--- start Text excerpt ---

Sunday, January 06, 2008

$20 bills and campaign finance reform

An interesting look at campaign financing reform from Slate.com:


Auctioning off $20 bills….20dollarbill


One of my favorite classroom tricks is to auction off a $20 bill. I explain in advance that the $20 goes to the top bidder, but the top two bidders have to pay whtatever they bid. That way, if at least two students bid at least $10, I come out ahead.


In fact, it's far better than that. As soon as two students are rash enough to enter the bidding, I'm almost guaranteed an astronomical profit. Once Mickey bids a nickel and Minnie bids a dime, both are trapped: There's never a right time to drop out of the auction. If Mickey quits now, he loses his nickel, but by staying in he can quite reasonably bid a quarter for a $20 bill. Minnie, of course, raises her bid to half a dollar. After a few rounds, Mickey has bid $9 and Minnie goes to $10. Mickey can't quit without throwing away $9; instead he takes the far more sensible route of bidding $11 to get $20. Now my profit is in the bag.

--- end Text excerpt ---
--- start Records supplied ---

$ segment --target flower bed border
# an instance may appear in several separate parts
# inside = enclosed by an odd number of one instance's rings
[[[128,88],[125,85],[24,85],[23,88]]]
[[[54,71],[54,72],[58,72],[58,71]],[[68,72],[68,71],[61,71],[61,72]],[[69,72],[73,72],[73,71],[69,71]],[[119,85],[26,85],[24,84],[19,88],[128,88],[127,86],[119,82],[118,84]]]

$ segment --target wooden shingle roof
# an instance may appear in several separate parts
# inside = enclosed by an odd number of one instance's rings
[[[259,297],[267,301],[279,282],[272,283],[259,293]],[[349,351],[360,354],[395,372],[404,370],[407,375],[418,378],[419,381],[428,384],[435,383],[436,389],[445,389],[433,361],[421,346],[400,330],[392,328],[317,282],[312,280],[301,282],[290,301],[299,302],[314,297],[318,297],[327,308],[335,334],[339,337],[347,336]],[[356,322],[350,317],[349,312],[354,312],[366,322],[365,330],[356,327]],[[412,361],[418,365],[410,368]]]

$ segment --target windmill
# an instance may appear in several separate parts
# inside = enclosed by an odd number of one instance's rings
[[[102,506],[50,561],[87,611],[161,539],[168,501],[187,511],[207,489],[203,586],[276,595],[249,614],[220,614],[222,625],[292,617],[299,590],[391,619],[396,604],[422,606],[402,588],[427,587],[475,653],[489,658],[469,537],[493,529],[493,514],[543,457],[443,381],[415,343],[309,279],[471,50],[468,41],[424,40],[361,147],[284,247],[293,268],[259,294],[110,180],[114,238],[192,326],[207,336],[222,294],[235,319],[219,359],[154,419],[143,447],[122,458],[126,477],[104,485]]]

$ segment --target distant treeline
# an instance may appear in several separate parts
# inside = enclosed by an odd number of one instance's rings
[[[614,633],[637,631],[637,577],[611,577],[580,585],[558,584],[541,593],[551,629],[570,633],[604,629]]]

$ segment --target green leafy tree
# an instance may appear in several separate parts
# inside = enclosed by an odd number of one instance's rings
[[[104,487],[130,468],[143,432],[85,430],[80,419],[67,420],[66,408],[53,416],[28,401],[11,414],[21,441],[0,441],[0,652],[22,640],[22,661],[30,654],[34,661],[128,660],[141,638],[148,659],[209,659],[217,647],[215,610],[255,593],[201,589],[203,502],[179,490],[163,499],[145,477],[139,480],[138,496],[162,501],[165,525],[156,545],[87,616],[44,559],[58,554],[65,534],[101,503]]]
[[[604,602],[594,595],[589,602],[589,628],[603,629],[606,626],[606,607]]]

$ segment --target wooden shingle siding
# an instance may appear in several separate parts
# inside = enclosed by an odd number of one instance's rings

--- end Records supplied ---

- _Task objective_: From the $20 bill post, extract word for word the passage that begins at "In fact, it's" and stops after "in the bag.". Rely on the $20 bill post alone and leave the data aside.

- _Answer for this exercise_:
In fact, it's far better than that. As soon as two students are rash enough to enter the bidding, I'm almost guaranteed an astronomical profit. Once Mickey bids a nickel and Minnie bids a dime, both are trapped: There's never a right time to drop out of the auction. If Mickey quits now, he loses his nickel, but by staying in he can quite reasonably bid a quarter for a $20 bill. Minnie, of course, raises her bid to half a dollar. After a few rounds, Mickey has bid $9 and Minnie goes to $10. Mickey can't quit without throwing away $9; instead he takes the far more sensible route of bidding $11 to get $20. Now my profit is in the bag.